Text shown:
Wetlands – Charlotte Roche
This time last year, Charlotte Roche was pretty much a nobody in the UK, despite being born in High Wycombe in 1978. She and her parents moved to Germany so she was brought up there and visited relatives in the UK a few times a year. In Germany, however, Charlotte has been a somebody since the mid-1990s when she started work on Viva, the German equivalent of MTV. From there, the only way was up.
Now, Charlotte has truly made a name for herself after writing and publishing a novel. First published in Germany, there were wrangles in the UK over the rights, which were eventually won by 4th Estate. Wetlands is now riding high in best-seller charts and has been thoroughly covered by the press, with wildly varying reviews coming out of the woodwork.
Wetlands tells the story of eighteen-year-old Helen Memel. After an accident whilst shaving her private parts, Helen has landed herself in hospital to have an operation on her bottom. Most people would try to hide something like this, but Helen is quite unashamed. After introducing herself and explaining why she is in hospital, Helen goes on to reminisce about how she began shaving her anus and describing in graphic detail the haemorrhoids which were plaguing her before the accident. This kind of information sets the tone for the rest of the book. Readers are told more than they could ever want to know about a character with questionable hygiene habits. Helen Memel has incredibly different ideas about cleanliness and yet prides herself on never having had an infection down there. Odd indeed.

Extracted entries:

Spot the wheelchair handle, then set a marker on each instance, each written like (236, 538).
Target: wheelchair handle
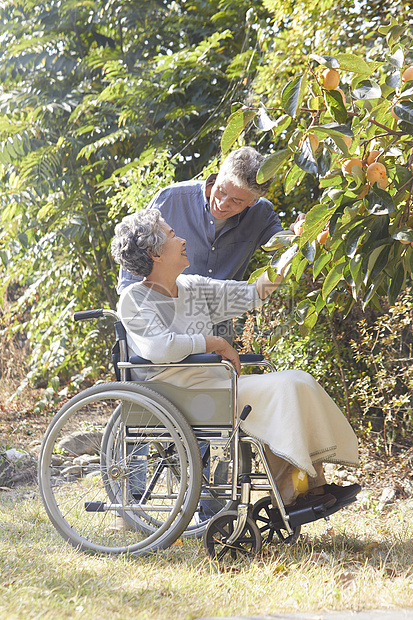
(245, 412)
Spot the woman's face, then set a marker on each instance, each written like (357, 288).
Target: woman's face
(174, 250)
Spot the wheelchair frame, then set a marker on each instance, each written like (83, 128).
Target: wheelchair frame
(78, 505)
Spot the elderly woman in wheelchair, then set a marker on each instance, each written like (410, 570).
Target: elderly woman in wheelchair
(143, 461)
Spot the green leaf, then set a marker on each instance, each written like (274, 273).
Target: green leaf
(280, 331)
(357, 274)
(300, 268)
(404, 110)
(263, 121)
(256, 274)
(333, 278)
(367, 89)
(271, 164)
(321, 263)
(378, 260)
(326, 61)
(292, 95)
(315, 221)
(282, 239)
(394, 35)
(309, 323)
(397, 59)
(302, 310)
(336, 132)
(335, 105)
(282, 123)
(356, 64)
(236, 125)
(403, 234)
(352, 239)
(308, 251)
(305, 158)
(379, 202)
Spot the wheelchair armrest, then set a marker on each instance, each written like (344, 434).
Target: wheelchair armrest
(196, 358)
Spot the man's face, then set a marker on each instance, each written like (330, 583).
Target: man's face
(227, 199)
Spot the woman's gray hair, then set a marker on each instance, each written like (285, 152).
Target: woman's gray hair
(135, 236)
(241, 167)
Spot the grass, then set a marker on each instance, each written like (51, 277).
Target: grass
(365, 562)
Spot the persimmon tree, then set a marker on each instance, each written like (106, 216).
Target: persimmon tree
(348, 122)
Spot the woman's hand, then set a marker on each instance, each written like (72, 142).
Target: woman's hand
(221, 347)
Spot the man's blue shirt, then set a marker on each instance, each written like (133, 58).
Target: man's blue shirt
(184, 206)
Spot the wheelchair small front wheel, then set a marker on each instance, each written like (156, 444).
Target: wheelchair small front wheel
(219, 530)
(269, 522)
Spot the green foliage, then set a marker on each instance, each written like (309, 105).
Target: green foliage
(368, 254)
(383, 350)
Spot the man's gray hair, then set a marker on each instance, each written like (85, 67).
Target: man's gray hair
(241, 167)
(134, 236)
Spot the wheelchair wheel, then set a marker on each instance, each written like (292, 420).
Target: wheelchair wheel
(111, 446)
(219, 530)
(269, 521)
(100, 496)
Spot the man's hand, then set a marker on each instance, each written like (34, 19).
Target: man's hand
(221, 347)
(300, 218)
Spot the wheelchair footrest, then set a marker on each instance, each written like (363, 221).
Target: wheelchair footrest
(95, 506)
(307, 514)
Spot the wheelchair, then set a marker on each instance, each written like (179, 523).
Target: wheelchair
(121, 471)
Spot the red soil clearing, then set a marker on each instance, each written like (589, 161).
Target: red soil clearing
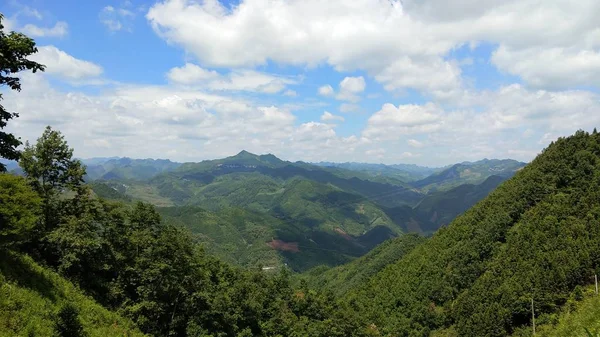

What to do:
a: Translate this sentence from the review of Wetlands into French: "Now, Charlotte has truly made a name for herself after writing and publishing a novel."
b: Write out the part of the review of Wetlands between "Wetlands – Charlotte" and "of the woodwork.", inclusive.
The records have no connection to the text.

Solutions to the tasks:
a: Aujourd'hui, Charlotte s'est vraiment fait un nom après avoir écrit et publié un roman.

b:
Wetlands – Charlotte Roche
This time last year, Charlotte Roche was pretty much a nobody in the UK, despite being born in High Wycombe in 1978. She and her parents moved to Germany so she was brought up there and visited relatives in the UK a few times a year. In Germany, however, Charlotte has been a somebody since the mid-1990s when she started work on Viva, the German equivalent of MTV. From there, the only way was up.
Now, Charlotte has truly made a name for herself after writing and publishing a novel. First published in Germany, there were wrangles in the UK over the rights, which were eventually won by 4th Estate. Wetlands is now riding high in best-seller charts and has been thoroughly covered by the press, with wildly varying reviews coming out of the woodwork.